→ Stated task 1: Reproduce the records from their first line through the line containing "[0,0,350,350]", both ends included, keeping every request line unchanged and scaling each bounding-box coordinate in the answers by 0.55, rounded to the nearest whole number with halves rounded up. Give only those lines.

→ Document passage:
In this study, computational simulation was performed for thermal management of modules consisting of 10 batteries. Simplified structure and equivalent thermal resistance network was applied to maintain the thermal properties. Verification test of the mesh were in progress to ensure the reliability of 2.6 mm in the narrow gap between the battery, resulting in at least three divided mesh between the shape of the grid was required. Type of air from rear of the module, type of air from top of the module and type of air from bottom of the module were applied and effective cooling methods are discussed based on the location of fan and air intake of the modules. Maximum temperature and temperature differences of modules that directly affect the performance of the module were compared, and also behavior of the fluid was confirmed by comparing the air flow. The best maximum temperature is shown type of air from bottom of the module to $40.27^{\circ}C$ and type of air from top of the module shows smallest temperature difference $0.73^{\circ}C$.

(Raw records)
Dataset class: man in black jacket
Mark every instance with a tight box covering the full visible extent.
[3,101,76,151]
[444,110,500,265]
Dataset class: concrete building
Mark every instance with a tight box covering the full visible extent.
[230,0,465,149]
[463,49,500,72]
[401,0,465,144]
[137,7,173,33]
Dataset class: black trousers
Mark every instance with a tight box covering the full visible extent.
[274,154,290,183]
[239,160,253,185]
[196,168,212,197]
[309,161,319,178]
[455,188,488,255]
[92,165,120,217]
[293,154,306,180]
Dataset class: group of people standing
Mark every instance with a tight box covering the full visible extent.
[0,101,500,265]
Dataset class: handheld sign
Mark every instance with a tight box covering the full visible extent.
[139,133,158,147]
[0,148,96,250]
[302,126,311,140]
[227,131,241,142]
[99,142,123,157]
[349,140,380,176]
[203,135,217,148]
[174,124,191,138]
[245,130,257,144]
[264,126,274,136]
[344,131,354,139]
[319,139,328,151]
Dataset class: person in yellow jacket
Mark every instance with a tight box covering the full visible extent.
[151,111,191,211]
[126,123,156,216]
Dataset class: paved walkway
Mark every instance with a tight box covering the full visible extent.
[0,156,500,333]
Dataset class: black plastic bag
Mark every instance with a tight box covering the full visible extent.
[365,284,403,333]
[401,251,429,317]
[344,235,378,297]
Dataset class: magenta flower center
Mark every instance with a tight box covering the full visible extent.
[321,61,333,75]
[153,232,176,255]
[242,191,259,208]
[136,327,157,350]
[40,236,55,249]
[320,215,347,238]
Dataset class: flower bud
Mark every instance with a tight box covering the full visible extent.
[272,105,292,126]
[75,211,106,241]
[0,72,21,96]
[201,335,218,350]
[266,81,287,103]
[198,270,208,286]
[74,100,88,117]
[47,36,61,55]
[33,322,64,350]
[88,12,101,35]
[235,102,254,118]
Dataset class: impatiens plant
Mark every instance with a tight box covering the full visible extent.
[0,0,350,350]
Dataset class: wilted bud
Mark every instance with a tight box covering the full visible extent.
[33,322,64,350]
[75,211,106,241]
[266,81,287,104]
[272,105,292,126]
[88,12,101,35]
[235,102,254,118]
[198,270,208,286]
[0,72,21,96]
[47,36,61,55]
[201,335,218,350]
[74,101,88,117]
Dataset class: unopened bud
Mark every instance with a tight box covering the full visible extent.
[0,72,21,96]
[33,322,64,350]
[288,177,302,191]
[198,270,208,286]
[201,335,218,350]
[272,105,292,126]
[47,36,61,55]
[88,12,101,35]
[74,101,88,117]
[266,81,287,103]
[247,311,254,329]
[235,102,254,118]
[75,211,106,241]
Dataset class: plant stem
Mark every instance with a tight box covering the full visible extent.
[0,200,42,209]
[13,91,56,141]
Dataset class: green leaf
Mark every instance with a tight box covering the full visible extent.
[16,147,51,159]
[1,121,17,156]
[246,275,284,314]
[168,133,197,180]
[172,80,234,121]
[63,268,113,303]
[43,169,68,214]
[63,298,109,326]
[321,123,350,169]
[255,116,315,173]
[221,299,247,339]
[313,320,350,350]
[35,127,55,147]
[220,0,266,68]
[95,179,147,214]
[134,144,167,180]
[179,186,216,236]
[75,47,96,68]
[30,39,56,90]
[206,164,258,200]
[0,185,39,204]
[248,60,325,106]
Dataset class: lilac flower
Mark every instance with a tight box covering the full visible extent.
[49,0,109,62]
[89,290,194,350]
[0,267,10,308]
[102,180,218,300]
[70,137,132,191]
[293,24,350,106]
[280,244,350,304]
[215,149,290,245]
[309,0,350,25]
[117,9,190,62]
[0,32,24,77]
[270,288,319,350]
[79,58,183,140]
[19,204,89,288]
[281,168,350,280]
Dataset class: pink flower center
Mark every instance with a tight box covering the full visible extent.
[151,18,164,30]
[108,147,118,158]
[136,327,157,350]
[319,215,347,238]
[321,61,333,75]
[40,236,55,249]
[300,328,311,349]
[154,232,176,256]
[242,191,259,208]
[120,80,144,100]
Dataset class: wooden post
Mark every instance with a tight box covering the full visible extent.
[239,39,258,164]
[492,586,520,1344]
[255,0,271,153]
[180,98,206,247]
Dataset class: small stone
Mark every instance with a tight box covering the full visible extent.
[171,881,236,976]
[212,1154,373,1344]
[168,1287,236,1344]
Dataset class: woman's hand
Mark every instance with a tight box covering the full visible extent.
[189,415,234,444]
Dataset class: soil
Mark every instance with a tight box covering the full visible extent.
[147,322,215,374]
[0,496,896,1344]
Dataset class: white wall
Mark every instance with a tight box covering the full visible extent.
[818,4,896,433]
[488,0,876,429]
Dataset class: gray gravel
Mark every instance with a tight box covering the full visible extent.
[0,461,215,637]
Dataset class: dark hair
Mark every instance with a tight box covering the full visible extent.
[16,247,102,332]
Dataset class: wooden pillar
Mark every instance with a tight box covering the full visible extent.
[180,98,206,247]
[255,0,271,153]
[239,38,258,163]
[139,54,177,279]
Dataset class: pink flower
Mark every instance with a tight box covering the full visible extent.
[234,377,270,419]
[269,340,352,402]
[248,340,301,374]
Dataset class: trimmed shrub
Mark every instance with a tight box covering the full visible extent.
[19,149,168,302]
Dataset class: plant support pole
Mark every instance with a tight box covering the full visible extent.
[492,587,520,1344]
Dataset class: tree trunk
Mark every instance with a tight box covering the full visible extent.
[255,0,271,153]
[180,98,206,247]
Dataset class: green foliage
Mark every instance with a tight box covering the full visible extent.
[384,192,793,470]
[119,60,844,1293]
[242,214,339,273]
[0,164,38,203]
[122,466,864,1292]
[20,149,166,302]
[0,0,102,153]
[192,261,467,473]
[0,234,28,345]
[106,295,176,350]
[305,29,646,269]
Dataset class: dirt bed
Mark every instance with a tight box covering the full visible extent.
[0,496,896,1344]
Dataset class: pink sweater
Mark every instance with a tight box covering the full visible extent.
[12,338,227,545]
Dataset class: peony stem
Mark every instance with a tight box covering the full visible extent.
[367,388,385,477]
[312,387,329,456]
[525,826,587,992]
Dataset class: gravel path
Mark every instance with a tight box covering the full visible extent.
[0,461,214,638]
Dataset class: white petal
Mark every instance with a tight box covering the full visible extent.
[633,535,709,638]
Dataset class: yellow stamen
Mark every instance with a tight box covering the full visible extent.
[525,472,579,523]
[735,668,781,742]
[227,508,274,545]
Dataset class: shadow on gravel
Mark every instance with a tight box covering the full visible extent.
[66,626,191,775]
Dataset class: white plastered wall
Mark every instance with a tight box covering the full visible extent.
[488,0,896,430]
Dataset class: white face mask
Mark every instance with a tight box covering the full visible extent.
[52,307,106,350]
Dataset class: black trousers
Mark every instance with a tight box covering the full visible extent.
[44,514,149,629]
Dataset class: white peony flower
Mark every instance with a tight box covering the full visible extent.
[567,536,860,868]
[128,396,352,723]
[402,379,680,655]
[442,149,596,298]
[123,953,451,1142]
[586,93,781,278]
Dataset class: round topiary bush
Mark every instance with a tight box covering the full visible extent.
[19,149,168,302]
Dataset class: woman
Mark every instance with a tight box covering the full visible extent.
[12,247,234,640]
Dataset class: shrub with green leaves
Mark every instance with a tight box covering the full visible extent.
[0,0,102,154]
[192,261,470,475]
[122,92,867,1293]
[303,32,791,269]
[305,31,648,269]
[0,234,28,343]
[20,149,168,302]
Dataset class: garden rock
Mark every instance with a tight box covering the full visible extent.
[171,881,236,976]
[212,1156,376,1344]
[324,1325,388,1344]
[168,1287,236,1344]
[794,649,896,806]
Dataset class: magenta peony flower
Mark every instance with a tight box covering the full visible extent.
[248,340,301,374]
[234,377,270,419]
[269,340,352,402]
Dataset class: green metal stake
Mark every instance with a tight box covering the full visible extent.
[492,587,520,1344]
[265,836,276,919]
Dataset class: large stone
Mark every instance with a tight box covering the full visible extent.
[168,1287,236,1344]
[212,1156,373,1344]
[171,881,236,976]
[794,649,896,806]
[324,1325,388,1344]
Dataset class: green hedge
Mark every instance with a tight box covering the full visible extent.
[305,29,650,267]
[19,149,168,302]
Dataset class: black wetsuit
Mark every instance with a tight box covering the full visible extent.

→ Stated task 2: In the battery module cooling abstract, why were the maximum temperature and the temperature differences of the modules compared?

→ Exercise output 1:
Dataset class: man in black jacket
Mark every instance with a tight box covering the full visible extent.
[2,56,42,83]
[244,61,275,146]
Dataset class: concrete building
Mark every instance with a tight box covering the full visible extent.
[127,0,256,82]
[255,27,275,40]
[221,0,256,79]
[75,4,95,18]
Dataset class: black trousers
Mark every instance with a tight box covering the full visible extent.
[151,85,160,101]
[131,88,139,102]
[108,92,117,108]
[170,89,175,98]
[250,103,268,140]
[51,91,66,119]
[161,85,168,99]
Dataset class: group of people standing
Mark every instance with a tight box covering the full visible extent.
[0,56,275,146]
Dataset class: handheld sign
Mark every instance with a tight box covering the full visible extent.
[76,73,87,81]
[0,81,53,138]
[166,69,171,77]
[125,72,133,78]
[54,78,68,86]
[192,77,209,97]
[112,74,119,81]
[96,68,105,76]
[135,72,141,79]
[145,69,151,75]
[189,72,195,76]
[175,76,180,83]
Dataset class: person in yellow jacket
Mark every instance with a tight box covering the full visible extent.
[83,61,105,116]
[69,68,86,119]
Dataset class: paved walkway
Mark every instance with a tight box covering the full visible extent.
[0,86,275,183]
Dataset class: black plastic bag
Mark every instance with a tight box covering the full visible extent.
[201,156,222,183]
[221,138,236,174]
[189,129,208,163]
Dataset class: magenta flower center
Mark every instance with a tight box covering the full visible extent.
[177,34,183,41]
[84,128,97,140]
[133,105,142,114]
[75,180,86,193]
[22,130,30,137]
[176,118,191,131]
Dataset class: flower bud
Mark every instance with a tight box covering the full visible extent.
[150,58,161,69]
[41,116,58,133]
[0,40,12,53]
[111,184,120,193]
[146,45,158,57]
[109,149,114,157]
[41,55,48,64]
[26,20,34,30]
[18,177,35,193]
[48,7,56,19]
[129,56,140,65]
Dataset class: impatiens plant
Mark every instance with a tight box covering the full visible extent.
[0,0,193,193]

→ Exercise output 2: The maximum temperature and the temperature differences were compared because they directly affect the performance of the module.